Please give the data again exactly, with no line dropped.

□ □ □

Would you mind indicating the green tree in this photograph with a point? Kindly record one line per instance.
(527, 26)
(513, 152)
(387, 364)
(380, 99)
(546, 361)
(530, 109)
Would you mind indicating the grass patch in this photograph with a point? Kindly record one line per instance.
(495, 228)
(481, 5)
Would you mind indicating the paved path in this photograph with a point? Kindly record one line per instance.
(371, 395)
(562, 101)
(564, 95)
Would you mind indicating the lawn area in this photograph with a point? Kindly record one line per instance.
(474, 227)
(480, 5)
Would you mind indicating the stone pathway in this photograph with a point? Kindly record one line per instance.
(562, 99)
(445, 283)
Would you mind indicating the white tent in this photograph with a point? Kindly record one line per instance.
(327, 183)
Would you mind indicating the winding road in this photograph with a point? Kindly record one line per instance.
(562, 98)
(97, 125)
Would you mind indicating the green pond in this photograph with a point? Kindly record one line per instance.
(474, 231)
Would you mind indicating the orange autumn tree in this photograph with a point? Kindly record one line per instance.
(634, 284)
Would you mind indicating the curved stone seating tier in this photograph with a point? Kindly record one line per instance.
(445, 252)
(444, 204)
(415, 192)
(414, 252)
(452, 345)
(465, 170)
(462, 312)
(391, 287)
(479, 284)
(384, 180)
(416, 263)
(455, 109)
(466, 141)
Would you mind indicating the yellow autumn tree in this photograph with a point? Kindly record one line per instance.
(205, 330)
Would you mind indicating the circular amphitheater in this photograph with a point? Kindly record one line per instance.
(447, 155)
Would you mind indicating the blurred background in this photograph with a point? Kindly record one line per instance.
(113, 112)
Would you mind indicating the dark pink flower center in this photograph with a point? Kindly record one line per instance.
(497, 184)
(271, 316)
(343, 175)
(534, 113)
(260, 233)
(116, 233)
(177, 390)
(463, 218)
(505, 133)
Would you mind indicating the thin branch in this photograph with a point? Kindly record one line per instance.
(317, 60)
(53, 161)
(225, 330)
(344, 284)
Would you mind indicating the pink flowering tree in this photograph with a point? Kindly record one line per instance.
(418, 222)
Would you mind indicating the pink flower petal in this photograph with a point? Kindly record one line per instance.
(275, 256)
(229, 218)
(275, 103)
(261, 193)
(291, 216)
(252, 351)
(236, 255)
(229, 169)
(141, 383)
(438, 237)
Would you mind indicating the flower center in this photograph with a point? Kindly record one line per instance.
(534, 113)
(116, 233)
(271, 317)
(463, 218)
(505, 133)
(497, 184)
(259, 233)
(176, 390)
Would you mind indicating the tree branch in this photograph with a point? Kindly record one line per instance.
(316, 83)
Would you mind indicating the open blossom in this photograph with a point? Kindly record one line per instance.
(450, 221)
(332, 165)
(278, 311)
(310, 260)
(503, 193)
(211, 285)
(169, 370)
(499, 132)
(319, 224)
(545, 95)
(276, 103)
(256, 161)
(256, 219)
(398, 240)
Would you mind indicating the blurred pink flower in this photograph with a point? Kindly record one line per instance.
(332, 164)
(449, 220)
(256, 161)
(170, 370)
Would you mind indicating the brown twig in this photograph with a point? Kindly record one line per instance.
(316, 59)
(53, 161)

□ □ □

- **Output**:
Would you mind indicating the green tree in this photograph with a point? Kindly record one line per instance.
(527, 26)
(513, 152)
(387, 364)
(380, 99)
(546, 361)
(530, 109)
Would you mind indicating the grass patch in this photograph with a point? Kindly record one line per instance.
(495, 228)
(481, 5)
Would you mind indicating the paved path in this photograph with a point? Kindly record one line per instance.
(371, 395)
(562, 101)
(564, 95)
Would you mind indicating the lawn area in this photograph with a point? Kindly record one line per instance.
(474, 227)
(480, 5)
Would you mind indicating the stone pathway in this photograph with a point? Kindly record one line per instance.
(562, 99)
(445, 283)
Would you mind indicating the white tent in this photograph with a point? Kindly record one line per instance.
(327, 183)
Would you mind indicating the winding road in this photograph with a point? Kindly record one line per instance.
(562, 98)
(97, 125)
Would you mind indicating the green pond in this photograph with a point? Kindly record one line per instance.
(474, 231)
Would you mind indicating the orange autumn tree in this photograph with a point? Kindly record one line per instance.
(634, 284)
Would you mind indicating the curved stone seating tier in this photograph with a point? Kindly record one line per instance.
(445, 252)
(444, 204)
(415, 192)
(414, 252)
(452, 345)
(465, 170)
(462, 312)
(391, 287)
(479, 284)
(384, 180)
(416, 263)
(455, 109)
(466, 141)
Would you mind indicating the yellow autumn tree in this photograph with a point? Kindly record one line per instance.
(205, 330)
Would you mind indicating the circular amphitheater in this photograph with a point? Kindly record one line per instance.
(447, 155)
Would you mind indicating the blurred background in this photograph with a point? Kindly record one line per instance.
(113, 112)
Would you mind indicating the dark pink flower center in this photograph with a point? Kindly record one line per instance.
(497, 184)
(271, 316)
(343, 175)
(534, 113)
(260, 233)
(116, 233)
(177, 390)
(463, 218)
(505, 133)
Would you mind indicating the thin branch in this photograph with a point? Kindly record one line per instance.
(317, 60)
(53, 161)
(225, 330)
(344, 284)
Would you mind indicating the pink flowering tree in this photograph with a point? Kindly record one line per instance.
(418, 222)
Would you mind indicating the pink flower petal in this photograph with a point? Kindly record one line per instance.
(275, 256)
(229, 218)
(275, 103)
(261, 193)
(291, 216)
(252, 351)
(236, 255)
(229, 169)
(141, 383)
(438, 237)
Would you mind indicating the flower center in this photograph with a point? Kindly record one line per instance.
(534, 113)
(116, 233)
(271, 317)
(463, 218)
(505, 133)
(497, 184)
(259, 233)
(176, 390)
Would you mind indicating the tree branch in this photograph with a point? Kindly record one line per instance.
(316, 83)
Would you mind indicating the open blossom in this photograph with a point? Kindly record one line per instance.
(450, 221)
(332, 165)
(278, 311)
(310, 260)
(503, 193)
(211, 285)
(169, 370)
(499, 132)
(319, 224)
(545, 95)
(276, 103)
(256, 161)
(256, 219)
(398, 240)
Would you mind indicating the blurred pink flower in this photograph with a point? Kindly record one line per instance.
(332, 164)
(449, 220)
(256, 161)
(170, 370)
Would you mind indicating the brown twig in this photograph with a point? Kindly record one line per instance.
(316, 59)
(53, 161)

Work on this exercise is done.